‘A internet é a nova rua da periferia’

Uma estudante universitária frequenta 
lan house para fazer os trabalhos da 
faculdade. Enquanto um adolescente, 
em sua casa, garante que, se não fosse
a conexão de banda larga, certamente
ele estaria ocupando o tempo livre na
rua. Já para uma manicure, a internet 
tem feito sua vida girar mais dentro da
rede virtual do que fora dela.
Esses são alguns dos depoimentos do 
A Vida do Lado de Cá, documentário 
que fala sobre a percepção das 
comunidades sobre as marcas e também
a atuação das empresas nesses locais.
————
Objetivo 1:
Digite de novo o trecho do texto sobre a internet na periferia, começando em "Esses são alguns" e indo até "empresas nesses locais.".
Objetivo 2:
Continue o texto sobre a internet como a nova rua da periferia a partir do ponto em que ele termina.
————
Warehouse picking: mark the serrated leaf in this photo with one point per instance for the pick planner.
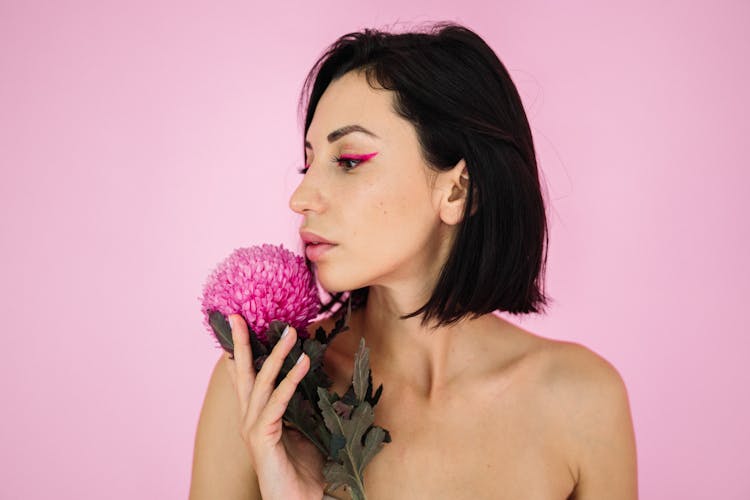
(373, 444)
(342, 409)
(320, 335)
(335, 475)
(361, 370)
(222, 330)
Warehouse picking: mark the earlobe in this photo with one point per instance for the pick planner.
(456, 185)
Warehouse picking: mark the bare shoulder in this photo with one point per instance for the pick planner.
(588, 401)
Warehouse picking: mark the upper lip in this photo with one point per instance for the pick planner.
(309, 237)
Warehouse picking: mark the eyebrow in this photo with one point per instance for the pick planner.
(341, 132)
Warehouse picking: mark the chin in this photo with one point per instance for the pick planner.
(336, 281)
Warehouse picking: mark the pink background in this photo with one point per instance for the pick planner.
(141, 142)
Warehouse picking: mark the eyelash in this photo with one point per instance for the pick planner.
(337, 159)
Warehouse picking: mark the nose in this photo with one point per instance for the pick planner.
(307, 197)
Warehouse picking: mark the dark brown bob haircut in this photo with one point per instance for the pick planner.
(460, 98)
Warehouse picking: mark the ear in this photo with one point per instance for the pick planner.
(453, 186)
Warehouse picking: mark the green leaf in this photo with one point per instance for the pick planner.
(361, 370)
(222, 330)
(373, 444)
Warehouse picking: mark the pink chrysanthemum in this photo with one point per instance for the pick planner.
(262, 283)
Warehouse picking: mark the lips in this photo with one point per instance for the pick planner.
(311, 238)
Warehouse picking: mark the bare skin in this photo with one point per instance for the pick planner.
(515, 423)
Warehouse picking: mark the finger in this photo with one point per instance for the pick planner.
(279, 400)
(266, 378)
(244, 375)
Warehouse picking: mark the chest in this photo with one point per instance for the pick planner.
(483, 443)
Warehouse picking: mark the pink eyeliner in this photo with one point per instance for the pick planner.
(358, 157)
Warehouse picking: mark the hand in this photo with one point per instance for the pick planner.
(287, 464)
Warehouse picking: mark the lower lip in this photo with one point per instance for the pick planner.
(314, 252)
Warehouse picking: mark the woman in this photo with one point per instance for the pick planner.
(421, 178)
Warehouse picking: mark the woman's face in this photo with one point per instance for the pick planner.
(376, 202)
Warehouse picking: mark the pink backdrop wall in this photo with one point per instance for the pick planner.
(140, 142)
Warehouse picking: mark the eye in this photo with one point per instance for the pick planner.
(349, 162)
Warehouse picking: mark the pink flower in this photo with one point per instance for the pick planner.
(262, 283)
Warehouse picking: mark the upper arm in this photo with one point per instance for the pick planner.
(221, 464)
(601, 428)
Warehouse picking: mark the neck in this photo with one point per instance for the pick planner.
(421, 359)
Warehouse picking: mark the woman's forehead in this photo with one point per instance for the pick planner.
(350, 100)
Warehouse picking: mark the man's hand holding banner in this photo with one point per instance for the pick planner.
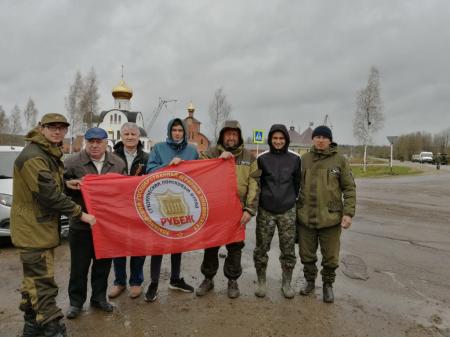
(190, 206)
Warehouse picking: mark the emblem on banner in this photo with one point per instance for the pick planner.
(172, 204)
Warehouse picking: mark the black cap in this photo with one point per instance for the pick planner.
(323, 131)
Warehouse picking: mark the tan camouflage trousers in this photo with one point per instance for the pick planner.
(329, 240)
(266, 222)
(39, 289)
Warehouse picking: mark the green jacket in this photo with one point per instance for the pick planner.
(247, 173)
(327, 189)
(38, 198)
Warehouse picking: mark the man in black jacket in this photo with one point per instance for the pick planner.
(130, 150)
(280, 182)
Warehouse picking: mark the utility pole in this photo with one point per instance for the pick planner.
(162, 102)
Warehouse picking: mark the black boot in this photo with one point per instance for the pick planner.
(308, 288)
(328, 296)
(31, 328)
(55, 328)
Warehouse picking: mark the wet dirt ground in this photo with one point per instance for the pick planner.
(400, 237)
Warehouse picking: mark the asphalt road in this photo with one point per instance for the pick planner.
(399, 241)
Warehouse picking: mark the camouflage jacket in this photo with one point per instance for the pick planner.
(38, 198)
(327, 189)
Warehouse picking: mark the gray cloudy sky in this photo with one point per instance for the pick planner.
(280, 61)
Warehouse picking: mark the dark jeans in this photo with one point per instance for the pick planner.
(39, 289)
(155, 267)
(329, 240)
(232, 267)
(136, 270)
(81, 256)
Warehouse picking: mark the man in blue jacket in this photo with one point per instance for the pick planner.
(171, 152)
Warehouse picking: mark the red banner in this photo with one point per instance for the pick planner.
(190, 206)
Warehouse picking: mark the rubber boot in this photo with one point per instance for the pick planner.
(328, 296)
(55, 328)
(286, 284)
(261, 288)
(308, 288)
(31, 328)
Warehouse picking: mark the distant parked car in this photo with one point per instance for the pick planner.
(8, 155)
(423, 157)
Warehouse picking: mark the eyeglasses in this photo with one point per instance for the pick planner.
(53, 128)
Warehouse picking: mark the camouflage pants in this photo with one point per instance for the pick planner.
(232, 267)
(39, 289)
(329, 240)
(266, 222)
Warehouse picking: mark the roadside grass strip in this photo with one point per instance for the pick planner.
(383, 171)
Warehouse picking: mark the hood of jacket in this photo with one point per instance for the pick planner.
(279, 128)
(169, 139)
(231, 125)
(120, 148)
(35, 136)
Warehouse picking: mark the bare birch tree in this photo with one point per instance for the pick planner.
(73, 105)
(15, 121)
(89, 99)
(4, 121)
(82, 102)
(30, 114)
(219, 111)
(369, 116)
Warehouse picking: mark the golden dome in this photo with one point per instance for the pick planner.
(122, 91)
(191, 107)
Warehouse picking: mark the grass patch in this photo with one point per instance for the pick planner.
(383, 171)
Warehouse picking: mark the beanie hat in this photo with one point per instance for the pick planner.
(323, 131)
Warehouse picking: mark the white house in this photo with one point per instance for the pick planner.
(112, 120)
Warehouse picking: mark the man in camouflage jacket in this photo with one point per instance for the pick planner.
(326, 204)
(230, 145)
(280, 182)
(38, 202)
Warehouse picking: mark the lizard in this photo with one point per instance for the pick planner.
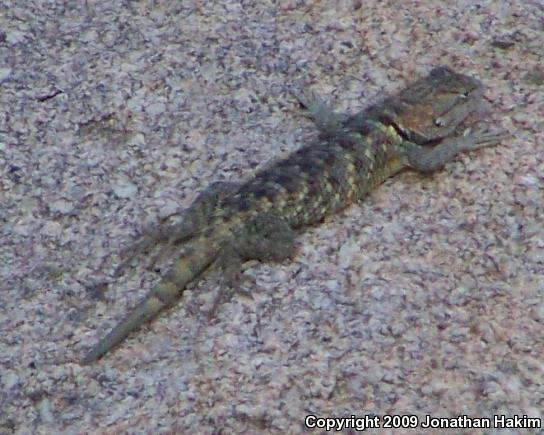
(422, 127)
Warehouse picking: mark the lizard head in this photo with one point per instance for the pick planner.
(434, 107)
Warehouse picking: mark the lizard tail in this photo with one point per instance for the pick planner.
(198, 256)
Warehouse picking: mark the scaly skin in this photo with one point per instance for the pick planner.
(418, 128)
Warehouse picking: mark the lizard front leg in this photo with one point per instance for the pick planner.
(430, 158)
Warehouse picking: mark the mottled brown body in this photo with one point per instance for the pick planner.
(421, 127)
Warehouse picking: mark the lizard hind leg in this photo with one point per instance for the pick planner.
(179, 226)
(264, 238)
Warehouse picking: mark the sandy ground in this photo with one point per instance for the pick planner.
(427, 299)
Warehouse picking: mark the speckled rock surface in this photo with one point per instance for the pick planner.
(427, 299)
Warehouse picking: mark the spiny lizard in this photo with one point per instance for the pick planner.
(422, 127)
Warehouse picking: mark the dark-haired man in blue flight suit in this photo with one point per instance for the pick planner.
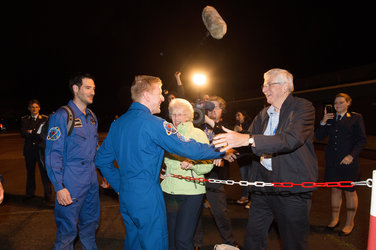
(71, 169)
(137, 141)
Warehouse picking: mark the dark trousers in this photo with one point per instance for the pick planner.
(291, 211)
(31, 158)
(244, 174)
(183, 212)
(215, 193)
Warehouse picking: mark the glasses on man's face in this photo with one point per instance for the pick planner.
(267, 85)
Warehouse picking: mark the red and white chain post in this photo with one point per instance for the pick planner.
(372, 218)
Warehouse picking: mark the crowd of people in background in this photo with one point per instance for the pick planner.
(162, 212)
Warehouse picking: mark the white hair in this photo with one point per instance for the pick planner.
(184, 105)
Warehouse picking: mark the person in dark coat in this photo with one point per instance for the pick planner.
(31, 127)
(347, 137)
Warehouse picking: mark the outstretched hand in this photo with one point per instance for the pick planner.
(230, 139)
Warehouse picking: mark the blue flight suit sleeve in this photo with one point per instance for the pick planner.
(105, 162)
(168, 138)
(55, 147)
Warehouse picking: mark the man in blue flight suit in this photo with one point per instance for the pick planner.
(71, 169)
(137, 141)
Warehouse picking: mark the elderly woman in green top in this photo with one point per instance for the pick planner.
(183, 198)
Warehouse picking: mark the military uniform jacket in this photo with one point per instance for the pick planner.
(346, 137)
(70, 159)
(294, 159)
(32, 139)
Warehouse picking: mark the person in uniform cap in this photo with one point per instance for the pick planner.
(31, 126)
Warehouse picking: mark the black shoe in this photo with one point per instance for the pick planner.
(332, 228)
(342, 233)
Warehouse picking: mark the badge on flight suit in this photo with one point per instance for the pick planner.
(77, 123)
(54, 134)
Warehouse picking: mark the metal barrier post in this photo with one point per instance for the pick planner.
(372, 219)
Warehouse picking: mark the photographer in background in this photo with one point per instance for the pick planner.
(215, 192)
(242, 123)
(170, 95)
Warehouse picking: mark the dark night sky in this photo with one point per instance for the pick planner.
(44, 42)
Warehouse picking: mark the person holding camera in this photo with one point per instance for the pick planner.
(347, 138)
(242, 123)
(215, 192)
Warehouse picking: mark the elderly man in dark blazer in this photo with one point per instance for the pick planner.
(281, 139)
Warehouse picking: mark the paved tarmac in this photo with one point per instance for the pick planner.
(30, 224)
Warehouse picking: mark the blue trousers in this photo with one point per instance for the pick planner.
(183, 212)
(84, 212)
(144, 214)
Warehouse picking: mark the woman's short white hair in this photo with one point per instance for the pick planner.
(183, 105)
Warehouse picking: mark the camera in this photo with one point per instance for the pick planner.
(329, 108)
(200, 110)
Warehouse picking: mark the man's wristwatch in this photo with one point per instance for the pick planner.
(251, 140)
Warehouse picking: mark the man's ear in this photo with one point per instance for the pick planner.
(75, 89)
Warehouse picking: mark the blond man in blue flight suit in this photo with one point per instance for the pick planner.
(70, 167)
(137, 141)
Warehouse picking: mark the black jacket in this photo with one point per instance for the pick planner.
(294, 159)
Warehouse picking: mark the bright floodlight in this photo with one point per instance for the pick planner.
(199, 79)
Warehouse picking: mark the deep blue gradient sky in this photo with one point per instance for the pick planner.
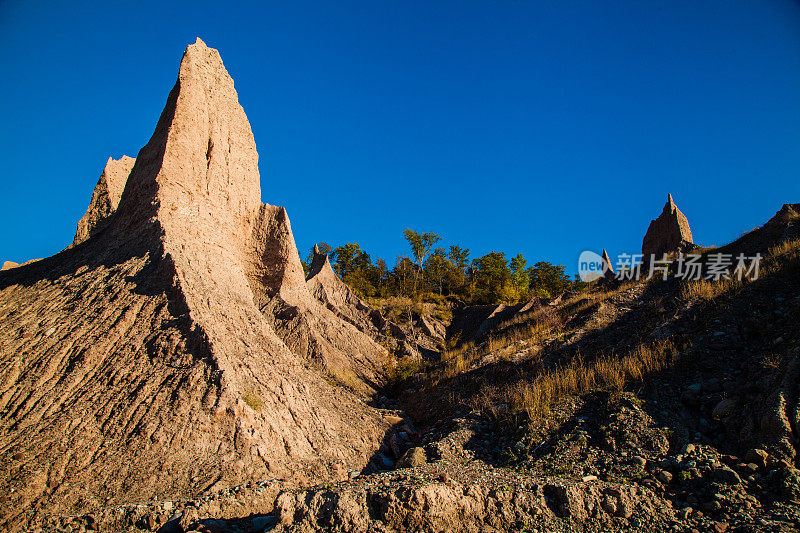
(544, 128)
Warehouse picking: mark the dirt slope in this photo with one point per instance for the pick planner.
(139, 363)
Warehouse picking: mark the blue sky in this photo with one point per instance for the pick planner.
(544, 128)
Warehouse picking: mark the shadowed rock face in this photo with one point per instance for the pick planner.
(147, 361)
(105, 197)
(668, 233)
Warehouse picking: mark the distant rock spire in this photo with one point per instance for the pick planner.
(608, 265)
(670, 232)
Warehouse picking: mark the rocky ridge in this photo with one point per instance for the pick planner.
(168, 354)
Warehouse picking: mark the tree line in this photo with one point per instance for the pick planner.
(488, 279)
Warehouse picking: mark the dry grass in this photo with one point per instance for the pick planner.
(708, 290)
(604, 373)
(348, 378)
(399, 370)
(789, 248)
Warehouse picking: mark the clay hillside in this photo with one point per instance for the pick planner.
(176, 347)
(179, 368)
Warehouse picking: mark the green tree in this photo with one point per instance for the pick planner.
(519, 276)
(324, 248)
(437, 268)
(548, 280)
(491, 277)
(421, 244)
(355, 268)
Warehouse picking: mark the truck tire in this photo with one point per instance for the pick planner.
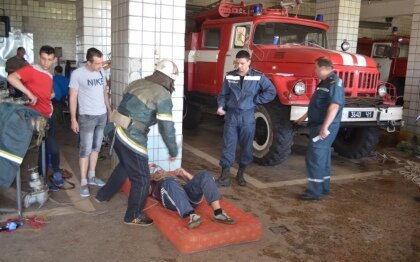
(273, 134)
(192, 116)
(356, 142)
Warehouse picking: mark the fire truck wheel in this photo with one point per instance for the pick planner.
(192, 116)
(356, 142)
(273, 134)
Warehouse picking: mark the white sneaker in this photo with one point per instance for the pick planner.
(84, 191)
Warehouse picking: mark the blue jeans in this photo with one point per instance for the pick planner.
(239, 127)
(136, 168)
(318, 161)
(183, 199)
(51, 147)
(91, 133)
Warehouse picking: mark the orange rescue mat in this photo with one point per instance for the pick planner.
(209, 234)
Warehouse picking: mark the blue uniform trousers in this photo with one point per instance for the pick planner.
(239, 125)
(134, 166)
(318, 161)
(183, 199)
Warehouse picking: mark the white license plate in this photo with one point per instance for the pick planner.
(360, 114)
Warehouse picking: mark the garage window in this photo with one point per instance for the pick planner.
(212, 38)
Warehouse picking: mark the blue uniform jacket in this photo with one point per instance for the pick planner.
(328, 91)
(15, 138)
(256, 89)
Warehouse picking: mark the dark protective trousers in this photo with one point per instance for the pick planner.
(318, 161)
(239, 127)
(136, 167)
(183, 199)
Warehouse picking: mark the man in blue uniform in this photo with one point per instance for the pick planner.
(243, 89)
(324, 115)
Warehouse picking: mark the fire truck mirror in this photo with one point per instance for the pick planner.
(240, 36)
(395, 52)
(382, 51)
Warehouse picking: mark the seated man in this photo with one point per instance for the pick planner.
(180, 191)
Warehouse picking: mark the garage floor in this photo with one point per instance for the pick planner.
(370, 215)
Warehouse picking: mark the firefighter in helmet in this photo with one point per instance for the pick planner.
(243, 89)
(145, 102)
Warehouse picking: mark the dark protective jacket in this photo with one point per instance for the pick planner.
(149, 103)
(15, 137)
(256, 89)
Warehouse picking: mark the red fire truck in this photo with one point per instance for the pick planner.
(391, 55)
(285, 49)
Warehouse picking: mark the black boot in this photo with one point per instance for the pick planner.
(224, 179)
(240, 176)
————
Resposta final 1:
Esses são alguns dos depoimentos do 
A Vida do Lado de Cá, documentário 
que fala sobre a percepção das 
comunidades sobre as marcas e também
a atuação das empresas nesses locais.

Resposta final 2:
O estudo documental, realizado com 18
pessoas consideradas formadores de 
opinião da periferia, mostra o papel da
internet na comunidade, como jovens 
estão se tornando empreendedores e a
percepção de seus hábitos e consumo 
na chamada nova classe média
Em entrevista ao Porvir, Tatiana Ivanovici,
33, que é jornalista, idealizadora do 
documentário e diretora da rede Do Lado de Cá – 
que presta consultoria para ações de marketing
nas periferias –, fala sobre os processos de
aprendizagem dos jovens na periferia e como
eles têm utilizado a internet como ferramenta
de emponderamento. Segundo ela, a inovação
está em derrubar as muralhas. “O educador não 
pode se posicionar num patamar acima. É preciso 
sempre ter a ideia da cocriação.”
crédito rufous / Fotolia.com

Quais são as inovações no processo de 
aprendizagem na periferia e como os jovens
 estão usando a internet para se comunicar? 
Sem dúvidas, o grande veículo para comunicação
periférica tem sido o meio digital, tanto para
divulgação de seus produtos e iniciativas, quanto
para o comércio e para aprendizagem. A principal 
inovação tem sido as pessoas utilizarem a internet 
tanto para se comunicar quanto para empreender 
e aprender. A galera lança todos os seus livros de 
literatura periférica na internet. Enquanto outros 
jovens divulgam os eventos que estão organizando.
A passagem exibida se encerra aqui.